* [Instructions to follow]
In the code diff below, list every constant name passed to EnumList.

* [Selected excerpt]
---+---

Add new abstract attribute `enum` in COp

theano/gof/__init__.py

@@ -55,6 +55,8 @@ from theano.gof.link import \
 from theano.gof.op import \
     Op, OpenMPOp, PureOp, COp, ops_with_inner_function
 
+from theano.gof.type import EnumType, EnumList
+
 from theano.gof.opt import (
     Optimizer,
     optimizer, inplace_optimizer,

theano/gof/tests/test_types.py

@@ -2,9 +2,9 @@ from __future__ import absolute_import, print_function, division
 import numpy as np
 
 import theano
-from theano import Op, Apply
+from theano import Op, Apply, scalar
 from theano.tensor import TensorType
-from theano.gof.type import CDataType
+from theano.gof.type import CDataType, EnumType, EnumList
 
 from nose.plugins.skip import SkipTest
 
@@ -76,3 +76,118 @@ def test_cdata():
 
     v2 = f(v)
     assert (v2 == v).all()
+
+
+class TestOpEnumList(Op):
+    __props__ = ('op_chosen',)
+    params_type = EnumList('ADD', 'SUB', 'MULTIPLY', 'DIVIDE')
+
+    def __init__(self, choose_op):
+        assert self.params_type.ADD == 0
+        assert self.params_type.SUB == 1
+        assert self.params_type.MULTIPLY == 2
+        assert self.params_type.DIVIDE == 3
+        op_to_const = {'+': self.params_type.ADD,
+                       '-': self.params_type.SUB,
+                       '*': self.params_type.MULTIPLY,
+                       '/': self.params_type.DIVIDE}
+        self.op_chosen = op_to_const[choose_op]
+
+    def get_params(self, node):
+        return self.op_chosen
+
+    def make_node(self, a, b):
+        return Apply(self, [scalar.as_scalar(a), scalar.as_scalar(b)], [scalar.float64()])
+
+    def perform(self, node, inputs, outputs, op):
+        a, b = inputs
+        o, = outputs
+        if op == self.params_type.ADD:
+            o[0] = a + b
+        elif op == self.params_type.SUB:
+            o[0] = a - b
+        elif op == self.params_type.MULTIPLY:
+            o[0] = a * b
+        elif op == self.params_type.DIVIDE:
+            o[0] = a / b
+        else:
+            raise NotImplementedError('Unknown op id ' + str(op))
+
+    def c_code_cache_version(self):
+        return (1,)

---+---

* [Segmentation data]
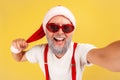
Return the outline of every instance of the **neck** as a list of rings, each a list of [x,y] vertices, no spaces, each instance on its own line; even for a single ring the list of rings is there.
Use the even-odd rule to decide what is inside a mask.
[[[62,58],[62,57],[64,56],[64,53],[63,53],[63,54],[55,54],[55,56],[56,56],[58,59],[60,59],[60,58]]]

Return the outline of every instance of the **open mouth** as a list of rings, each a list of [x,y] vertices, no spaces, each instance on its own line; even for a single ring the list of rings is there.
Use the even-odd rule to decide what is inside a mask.
[[[54,37],[55,41],[64,41],[65,37]]]
[[[64,41],[65,38],[56,38],[56,37],[54,37],[54,40],[55,40],[55,41]]]

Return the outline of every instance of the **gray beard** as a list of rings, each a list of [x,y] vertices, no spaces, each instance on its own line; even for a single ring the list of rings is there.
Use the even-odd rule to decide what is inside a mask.
[[[58,35],[59,36],[59,35]],[[66,51],[68,50],[68,47],[71,43],[71,40],[72,40],[72,36],[65,42],[65,45],[64,47],[60,47],[60,46],[56,46],[54,45],[53,41],[48,38],[48,35],[46,34],[46,38],[48,40],[48,45],[51,49],[51,51],[54,53],[54,54],[65,54]]]

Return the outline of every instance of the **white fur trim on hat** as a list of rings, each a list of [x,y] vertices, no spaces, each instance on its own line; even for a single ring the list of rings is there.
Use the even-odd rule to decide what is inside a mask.
[[[56,7],[53,7],[52,9],[50,9],[44,17],[43,29],[44,29],[45,33],[46,33],[46,24],[52,17],[57,16],[57,15],[65,16],[72,22],[74,27],[76,26],[76,20],[75,20],[74,15],[72,14],[72,12],[69,9],[67,9],[66,7],[56,6]]]

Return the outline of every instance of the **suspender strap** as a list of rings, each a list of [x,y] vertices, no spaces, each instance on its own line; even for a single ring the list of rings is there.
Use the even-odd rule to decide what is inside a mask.
[[[44,67],[45,67],[46,80],[49,80],[49,70],[48,70],[48,63],[47,63],[47,53],[48,53],[48,44],[46,45],[45,50],[44,50]]]
[[[73,45],[73,55],[72,55],[72,60],[71,60],[71,74],[72,74],[72,80],[76,80],[76,62],[75,62],[75,49],[77,47],[77,43],[74,43]]]
[[[77,47],[77,43],[74,43],[73,55],[72,55],[72,59],[71,59],[72,80],[76,80],[76,62],[75,62],[75,58],[74,58],[76,47]],[[50,76],[49,76],[48,63],[47,63],[47,54],[48,54],[48,44],[46,45],[45,50],[44,50],[44,66],[45,66],[46,80],[49,80]]]

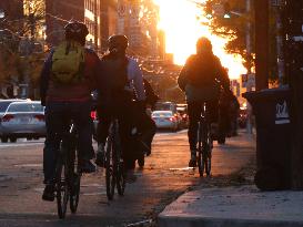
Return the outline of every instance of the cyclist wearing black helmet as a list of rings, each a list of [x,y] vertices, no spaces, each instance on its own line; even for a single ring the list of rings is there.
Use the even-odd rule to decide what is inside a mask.
[[[125,35],[112,35],[108,40],[108,53],[101,59],[101,74],[99,85],[99,107],[98,116],[100,124],[98,127],[98,153],[97,164],[103,166],[104,144],[111,116],[115,115],[119,120],[121,130],[121,143],[123,158],[128,168],[128,176],[133,176],[135,157],[130,149],[127,149],[130,141],[130,132],[133,122],[133,93],[135,93],[137,105],[141,111],[145,110],[145,92],[143,78],[138,62],[127,56],[129,45]],[[134,91],[134,92],[133,92]]]
[[[62,134],[72,121],[78,131],[81,171],[95,171],[92,148],[91,91],[99,72],[98,55],[87,48],[84,23],[72,21],[64,28],[65,40],[54,48],[41,72],[41,103],[46,105],[47,138],[43,149],[46,188],[42,198],[53,200],[55,159]]]
[[[230,81],[218,56],[212,52],[212,43],[202,37],[196,42],[196,54],[191,55],[183,66],[178,83],[185,92],[189,111],[190,167],[196,165],[198,122],[203,103],[210,113],[212,128],[218,127],[219,96],[221,85],[229,90]],[[214,132],[212,132],[214,133]]]

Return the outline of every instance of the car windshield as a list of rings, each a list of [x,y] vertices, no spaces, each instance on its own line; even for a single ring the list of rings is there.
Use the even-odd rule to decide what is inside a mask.
[[[11,102],[0,102],[0,112],[6,112]]]
[[[43,106],[39,103],[12,103],[8,112],[43,112]]]
[[[152,116],[170,117],[170,116],[172,116],[172,112],[155,112],[155,113],[152,113]]]

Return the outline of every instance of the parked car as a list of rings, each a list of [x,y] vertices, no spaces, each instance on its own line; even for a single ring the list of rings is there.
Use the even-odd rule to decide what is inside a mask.
[[[176,104],[173,102],[158,102],[155,103],[154,111],[171,111],[176,113]]]
[[[188,104],[176,104],[176,111],[181,115],[181,127],[189,127]]]
[[[41,102],[12,102],[0,122],[1,142],[16,142],[17,138],[46,136],[44,107]]]
[[[18,100],[18,99],[10,99],[10,100],[0,100],[0,118],[4,115],[7,112],[9,105],[12,102],[27,102],[28,100]]]
[[[238,117],[238,125],[240,128],[245,128],[248,124],[248,109],[240,107],[239,117]]]
[[[152,118],[158,128],[178,131],[181,126],[181,116],[172,111],[154,111]]]

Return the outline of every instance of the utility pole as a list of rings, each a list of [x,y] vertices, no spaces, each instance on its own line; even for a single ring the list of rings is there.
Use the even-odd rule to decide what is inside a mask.
[[[285,9],[286,66],[292,114],[292,188],[303,189],[303,2],[287,0]]]
[[[246,22],[246,61],[248,61],[248,78],[252,74],[252,44],[251,44],[251,0],[246,0],[246,14],[248,14],[248,22]],[[252,91],[252,84],[248,82],[246,84],[248,92]],[[252,106],[248,102],[248,123],[246,123],[246,131],[249,134],[252,134]]]
[[[284,31],[282,22],[282,8],[284,0],[276,1],[275,7],[275,28],[276,28],[276,65],[279,75],[279,85],[282,86],[285,80],[285,63],[284,63]]]
[[[255,0],[255,90],[269,87],[269,0]]]

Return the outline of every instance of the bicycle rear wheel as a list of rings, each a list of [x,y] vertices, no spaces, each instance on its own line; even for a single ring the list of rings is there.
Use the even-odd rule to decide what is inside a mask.
[[[107,184],[107,196],[109,200],[113,199],[114,187],[115,187],[115,173],[117,162],[113,157],[113,136],[109,135],[107,142],[107,154],[105,154],[105,184]]]
[[[210,146],[209,144],[205,145],[204,151],[202,153],[202,162],[204,163],[204,171],[206,176],[211,175],[211,155],[210,155],[211,151],[210,151]]]
[[[74,214],[78,208],[79,198],[80,198],[80,183],[81,183],[81,173],[79,173],[79,161],[75,158],[75,151],[71,151],[71,161],[70,161],[70,209]]]
[[[69,202],[70,190],[68,185],[69,171],[67,165],[67,158],[62,157],[60,154],[57,164],[55,174],[55,197],[57,197],[57,208],[59,218],[63,219],[67,214],[67,206]]]
[[[120,196],[124,195],[127,180],[125,180],[125,168],[124,163],[122,161],[118,161],[118,169],[117,169],[117,190]]]
[[[198,131],[198,167],[200,177],[203,177],[205,163],[203,159],[203,131],[202,131],[202,123],[199,123],[199,131]]]

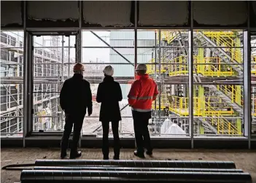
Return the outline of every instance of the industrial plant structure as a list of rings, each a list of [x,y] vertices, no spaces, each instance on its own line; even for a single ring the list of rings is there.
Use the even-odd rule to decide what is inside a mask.
[[[175,123],[185,132],[183,134],[188,133],[188,32],[138,33],[138,63],[147,64],[148,74],[156,80],[161,91],[152,104],[151,132],[158,136],[171,135],[168,133],[170,131],[168,129]],[[63,82],[72,75],[72,64],[75,63],[75,56],[72,58],[74,48],[70,45],[70,39],[74,37],[47,36],[34,39],[33,128],[35,131],[63,129],[64,115],[59,106],[59,91]],[[236,31],[198,31],[193,34],[193,117],[196,135],[243,133],[242,39],[243,32]],[[117,47],[109,52],[109,63],[113,64],[114,76],[133,77],[134,32],[111,31],[109,42],[114,48]],[[252,44],[254,42],[252,39]],[[1,133],[7,136],[18,135],[23,131],[23,47],[22,31],[1,33]],[[252,63],[256,61],[255,53],[252,50]],[[85,75],[102,77],[102,70],[108,62],[98,63],[98,65],[85,63]],[[252,67],[252,74],[255,72]],[[90,120],[98,120],[99,104],[95,102],[95,96],[99,82],[91,83],[95,110],[94,118],[87,120],[89,124]],[[133,133],[131,109],[125,106],[131,82],[121,83],[123,94],[121,107],[126,108],[125,112],[122,113],[124,120],[120,131],[123,133]],[[255,100],[252,95],[253,131]],[[98,128],[100,123],[97,124],[93,125],[94,128]],[[87,129],[90,128],[85,127],[85,133],[99,132],[94,128],[88,132]]]

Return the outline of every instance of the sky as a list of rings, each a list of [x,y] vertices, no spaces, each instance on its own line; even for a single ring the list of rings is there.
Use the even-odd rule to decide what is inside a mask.
[[[109,31],[95,31],[96,34],[101,36],[105,42],[109,44]],[[82,46],[84,47],[106,47],[103,42],[93,35],[90,31],[82,31]],[[61,47],[61,36],[60,37],[59,45]],[[49,36],[44,36],[39,37],[34,37],[35,47],[40,47],[43,44],[43,39],[44,39],[44,45],[46,47],[50,46],[50,37]],[[69,46],[69,38],[64,37],[64,46]],[[75,44],[75,36],[70,36],[70,46],[74,47]],[[109,48],[82,48],[82,62],[109,62]],[[70,49],[70,57],[75,58],[75,49]]]

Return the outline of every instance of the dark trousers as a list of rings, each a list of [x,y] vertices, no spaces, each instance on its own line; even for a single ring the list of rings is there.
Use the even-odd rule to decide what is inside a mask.
[[[112,121],[112,128],[114,136],[114,154],[115,157],[119,158],[120,155],[120,139],[118,133],[119,121]],[[104,157],[109,157],[109,122],[102,122],[103,138],[102,138],[102,153]]]
[[[73,141],[71,146],[71,152],[77,152],[78,141],[80,138],[81,129],[85,114],[65,114],[64,132],[61,139],[61,153],[66,153],[69,146],[70,133],[72,131],[73,124]]]
[[[138,153],[144,153],[144,147],[145,147],[148,152],[152,152],[150,136],[147,128],[149,120],[151,118],[151,112],[139,112],[132,111],[132,113]]]

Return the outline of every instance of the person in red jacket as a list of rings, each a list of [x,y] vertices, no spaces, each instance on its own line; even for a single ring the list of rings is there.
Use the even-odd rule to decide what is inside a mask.
[[[155,81],[146,74],[145,64],[139,64],[136,72],[136,79],[132,84],[128,98],[132,109],[137,144],[137,150],[134,151],[134,155],[144,158],[144,147],[147,149],[147,155],[152,155],[147,125],[151,118],[152,103],[156,99],[158,90]]]

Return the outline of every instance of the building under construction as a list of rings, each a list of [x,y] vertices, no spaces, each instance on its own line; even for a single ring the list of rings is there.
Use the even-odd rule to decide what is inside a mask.
[[[138,49],[139,63],[147,64],[148,74],[158,82],[161,90],[161,95],[152,104],[151,132],[158,136],[176,133],[178,135],[187,134],[189,133],[188,32],[139,33],[137,39],[141,47]],[[110,44],[114,47],[122,44],[132,45],[133,34],[133,31],[112,31],[109,35]],[[20,31],[3,31],[1,36],[1,132],[2,134],[17,135],[23,129],[22,117],[19,116],[23,116],[23,91],[20,84],[23,69],[23,35]],[[193,37],[194,133],[197,135],[241,136],[243,133],[244,94],[243,50],[240,47],[242,46],[243,32],[196,31]],[[35,131],[63,129],[64,116],[59,106],[58,93],[63,80],[72,75],[71,63],[75,62],[75,58],[71,58],[74,54],[71,50],[70,39],[74,37],[47,36],[35,39],[33,93],[33,128]],[[132,61],[133,50],[117,50],[127,61],[120,59],[117,50],[112,50],[109,62]],[[252,52],[252,63],[255,61],[254,54]],[[100,63],[98,59],[96,63]],[[97,78],[102,77],[102,71],[108,62],[105,65],[85,64],[85,75]],[[132,64],[113,65],[113,67],[115,77],[131,77],[133,74]],[[253,68],[252,71],[255,71]],[[97,118],[100,105],[95,102],[98,85],[97,83],[91,84],[94,118],[87,122],[92,127],[84,128],[85,133],[100,131],[101,124]],[[128,103],[127,95],[131,84],[121,84],[121,87],[123,94],[121,106],[125,106]],[[255,105],[252,104],[252,110],[255,111]],[[124,125],[121,125],[120,132],[131,134],[131,109],[125,108],[128,109],[123,112],[125,117],[121,123]],[[252,113],[252,117],[255,114]],[[178,132],[171,131],[173,124],[179,129]],[[129,128],[126,128],[127,125]],[[255,131],[254,122],[252,131]]]
[[[229,144],[238,141],[250,148],[255,141],[255,2],[3,1],[1,5],[3,143],[59,141],[65,124],[59,93],[75,63],[85,66],[93,100],[81,147],[99,144],[100,104],[95,98],[106,65],[113,66],[123,92],[120,136],[133,141],[127,96],[139,63],[147,64],[160,90],[149,122],[156,146],[181,141],[193,148],[209,141],[224,144],[228,139]]]

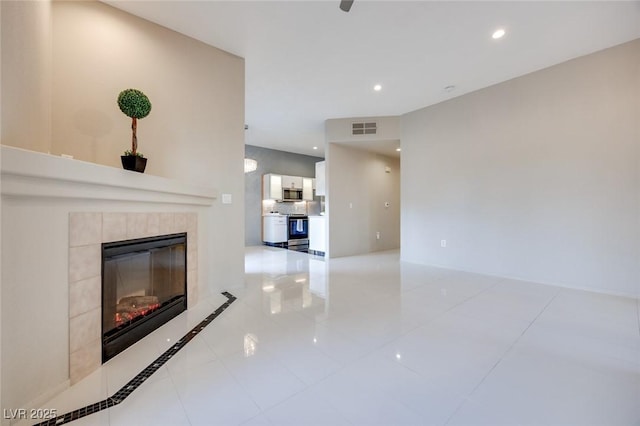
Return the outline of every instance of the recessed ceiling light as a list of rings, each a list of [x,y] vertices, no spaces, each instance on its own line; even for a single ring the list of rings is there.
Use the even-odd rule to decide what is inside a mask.
[[[499,29],[497,29],[497,30],[495,30],[495,31],[493,32],[493,34],[491,35],[491,37],[492,37],[494,40],[497,40],[497,39],[499,39],[499,38],[504,37],[504,35],[505,35],[505,34],[506,34],[506,31],[504,30],[504,28],[499,28]]]

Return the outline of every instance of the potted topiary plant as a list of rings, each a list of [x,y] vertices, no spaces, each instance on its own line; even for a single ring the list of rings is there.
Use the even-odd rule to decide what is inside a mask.
[[[151,102],[147,95],[137,89],[127,89],[118,95],[118,106],[127,117],[131,117],[131,149],[126,150],[121,156],[122,167],[126,170],[135,170],[143,173],[147,165],[147,159],[142,153],[138,152],[138,137],[136,130],[138,129],[138,119],[144,118],[151,112]]]

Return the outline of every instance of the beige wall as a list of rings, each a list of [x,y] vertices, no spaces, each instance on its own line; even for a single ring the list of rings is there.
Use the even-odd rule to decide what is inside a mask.
[[[233,198],[232,204],[222,204],[219,197],[200,213],[201,275],[198,281],[204,283],[200,297],[242,285],[244,60],[99,2],[2,1],[0,5],[2,143],[52,154],[70,154],[76,160],[120,168],[119,156],[129,147],[131,134],[130,119],[119,111],[116,98],[121,90],[129,87],[143,90],[153,104],[151,114],[138,125],[139,148],[149,158],[145,173],[214,188],[219,195],[227,193]],[[52,19],[49,24],[43,17],[46,13],[50,13]],[[15,34],[7,36],[8,30]],[[31,49],[33,40],[42,41],[44,47]],[[30,78],[32,70],[34,78]],[[14,81],[25,87],[20,93],[30,96],[18,96],[9,87]],[[47,81],[51,82],[48,86]],[[31,111],[32,101],[43,105],[44,112],[36,108],[36,113],[26,114],[24,111]],[[23,113],[8,114],[9,109]],[[47,111],[52,112],[50,124]],[[10,213],[3,214],[5,231],[29,229],[26,220],[47,208],[46,200],[30,205],[13,198],[5,199],[2,204],[3,213]],[[98,208],[122,211],[124,208],[117,202],[100,206],[76,204],[74,211]],[[173,211],[175,207],[145,204],[136,209]],[[64,212],[58,209],[52,210],[52,214],[60,226],[66,226]],[[7,223],[8,219],[4,220],[7,217],[20,223]],[[68,232],[61,228],[54,234],[48,246],[63,247]],[[18,232],[10,233],[15,237],[7,235],[3,233],[3,252],[11,239],[18,238]],[[48,259],[59,261],[52,266],[51,282],[47,283],[49,290],[43,293],[56,290],[50,299],[56,306],[48,316],[51,312],[67,312],[66,251],[56,249],[55,253]],[[33,271],[42,273],[48,266],[42,267],[38,258],[29,261],[21,258],[16,264],[29,263]],[[42,280],[32,276],[31,273],[17,275],[17,281],[11,283],[3,278],[2,294],[17,294],[19,288],[42,285]],[[17,301],[3,297],[2,303],[8,306]],[[16,341],[15,333],[7,333],[12,329],[12,318],[4,311],[2,316],[2,376],[9,377],[6,367],[18,365],[20,361],[46,370],[46,374],[38,375],[34,369],[28,379],[23,375],[18,380],[16,373],[10,381],[3,380],[2,406],[25,407],[42,394],[64,386],[68,378],[68,353],[64,349],[67,345],[52,351],[44,365],[38,357],[46,353],[33,346],[38,339]],[[65,316],[51,318],[49,322],[55,328],[55,333],[52,332],[55,338],[65,342],[67,321]],[[9,403],[11,405],[7,405]]]
[[[639,123],[640,40],[404,115],[403,260],[640,295]]]
[[[51,149],[51,4],[2,1],[3,145]],[[8,59],[10,58],[10,59]]]
[[[327,169],[329,256],[400,247],[400,160],[331,143]]]

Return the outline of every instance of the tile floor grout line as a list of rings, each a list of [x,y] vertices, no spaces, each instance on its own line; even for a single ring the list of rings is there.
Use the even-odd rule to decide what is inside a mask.
[[[636,297],[636,315],[638,316],[638,337],[640,337],[640,296]]]
[[[495,370],[496,367],[498,367],[498,365],[500,365],[500,363],[502,363],[502,361],[504,360],[504,357],[511,351],[511,349],[513,349],[513,347],[516,345],[516,343],[518,343],[520,341],[520,339],[522,339],[522,336],[524,336],[525,333],[527,332],[527,330],[529,330],[529,328],[531,328],[531,326],[538,320],[538,318],[540,318],[540,315],[542,315],[544,313],[544,311],[547,310],[549,305],[554,300],[556,300],[556,298],[558,297],[558,295],[560,294],[561,291],[562,291],[561,289],[558,289],[556,291],[556,294],[554,294],[553,297],[544,305],[544,307],[540,310],[540,312],[538,312],[538,315],[536,315],[535,318],[531,320],[529,325],[522,331],[522,333],[520,333],[520,335],[513,341],[513,343],[511,345],[509,345],[509,347],[504,351],[504,353],[498,359],[498,361],[496,361],[496,363],[489,369],[489,371],[487,371],[487,374],[484,375],[482,380],[480,380],[480,382],[478,382],[478,384],[476,386],[474,386],[474,388],[471,390],[471,392],[469,392],[469,395],[467,395],[464,398],[464,400],[460,403],[460,405],[458,405],[458,407],[453,411],[453,413],[451,413],[451,415],[445,421],[444,426],[449,424],[451,419],[460,411],[460,409],[465,404],[465,402],[467,402],[467,400],[469,400],[469,397],[471,395],[473,395],[473,393],[482,385],[482,383],[484,383],[484,381],[487,379],[487,377],[489,377],[489,375],[493,372],[493,370]]]
[[[180,340],[176,342],[176,344],[171,345],[169,349],[164,351],[159,357],[152,361],[151,364],[145,367],[133,379],[125,383],[125,385],[118,389],[113,395],[93,404],[89,404],[82,408],[78,408],[68,413],[61,414],[47,421],[36,423],[34,426],[57,426],[67,424],[74,420],[81,419],[90,414],[97,413],[99,411],[103,411],[120,404],[136,389],[138,389],[149,377],[151,377],[156,371],[164,366],[171,359],[171,357],[173,357],[182,348],[184,348],[187,343],[189,343],[194,337],[198,335],[200,331],[211,324],[214,319],[222,314],[236,300],[236,297],[227,291],[223,291],[222,294],[227,298],[226,302],[224,302],[215,311],[213,311],[202,321],[196,324],[196,326],[189,330],[184,336],[182,336]]]

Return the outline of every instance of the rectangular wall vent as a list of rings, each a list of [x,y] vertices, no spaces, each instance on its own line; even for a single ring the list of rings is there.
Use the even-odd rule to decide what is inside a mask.
[[[351,123],[352,135],[375,135],[378,132],[378,124],[370,123]]]

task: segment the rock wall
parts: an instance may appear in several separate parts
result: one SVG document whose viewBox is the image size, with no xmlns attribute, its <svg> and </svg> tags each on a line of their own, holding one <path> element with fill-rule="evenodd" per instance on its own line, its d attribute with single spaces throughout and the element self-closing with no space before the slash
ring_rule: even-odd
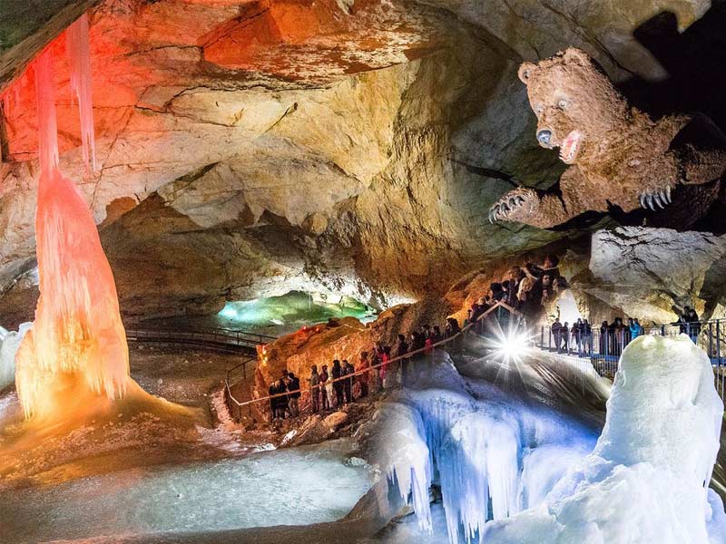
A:
<svg viewBox="0 0 726 544">
<path fill-rule="evenodd" d="M 657 75 L 633 28 L 662 10 L 685 27 L 706 7 L 106 0 L 91 28 L 98 169 L 81 165 L 61 63 L 62 168 L 100 224 L 127 316 L 293 286 L 379 307 L 443 295 L 570 234 L 486 221 L 513 180 L 544 188 L 561 171 L 536 146 L 522 60 L 575 44 L 616 79 L 635 64 Z M 44 43 L 58 27 L 44 20 L 32 35 Z M 34 91 L 14 86 L 0 122 L 3 293 L 34 266 Z M 33 296 L 19 289 L 0 312 L 22 313 Z"/>
</svg>

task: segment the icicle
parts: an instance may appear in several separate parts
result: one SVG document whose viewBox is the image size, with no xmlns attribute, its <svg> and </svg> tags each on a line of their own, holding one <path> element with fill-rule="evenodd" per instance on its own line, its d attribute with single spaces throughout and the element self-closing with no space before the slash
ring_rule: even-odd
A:
<svg viewBox="0 0 726 544">
<path fill-rule="evenodd" d="M 83 163 L 96 170 L 93 103 L 91 96 L 91 54 L 88 41 L 88 15 L 83 14 L 65 31 L 65 46 L 71 68 L 71 92 L 78 102 Z"/>
<path fill-rule="evenodd" d="M 26 417 L 67 419 L 108 406 L 133 382 L 113 275 L 93 217 L 58 169 L 52 49 L 34 62 L 34 73 L 40 297 L 15 356 L 15 384 Z"/>
<path fill-rule="evenodd" d="M 45 49 L 34 62 L 35 97 L 38 104 L 40 169 L 50 176 L 58 169 L 58 127 L 55 121 L 55 87 L 53 83 L 53 53 Z"/>
</svg>

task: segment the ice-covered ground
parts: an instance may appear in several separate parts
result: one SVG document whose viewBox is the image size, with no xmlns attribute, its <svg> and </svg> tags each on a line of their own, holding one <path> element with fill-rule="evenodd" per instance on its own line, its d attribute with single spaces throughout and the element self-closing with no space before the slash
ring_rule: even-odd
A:
<svg viewBox="0 0 726 544">
<path fill-rule="evenodd" d="M 723 505 L 708 487 L 723 404 L 708 357 L 686 336 L 628 346 L 596 445 L 580 423 L 465 380 L 446 361 L 397 403 L 387 410 L 404 432 L 390 436 L 420 444 L 391 442 L 379 461 L 410 473 L 398 478 L 409 490 L 438 483 L 443 499 L 429 508 L 414 493 L 418 527 L 404 520 L 384 541 L 726 542 Z"/>
<path fill-rule="evenodd" d="M 17 331 L 0 327 L 0 391 L 15 381 L 15 352 L 32 325 L 32 323 L 24 323 Z"/>
<path fill-rule="evenodd" d="M 121 471 L 0 492 L 0 541 L 197 532 L 338 520 L 371 484 L 349 440 Z"/>
<path fill-rule="evenodd" d="M 440 486 L 447 529 L 438 538 L 452 542 L 541 502 L 597 438 L 545 405 L 463 377 L 443 352 L 376 419 L 375 461 L 402 496 L 410 492 L 424 533 L 441 530 L 428 499 L 430 484 Z"/>
</svg>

---+---

* [Solved exercise]
ADD, SUB, MULTIPLY, DIVIDE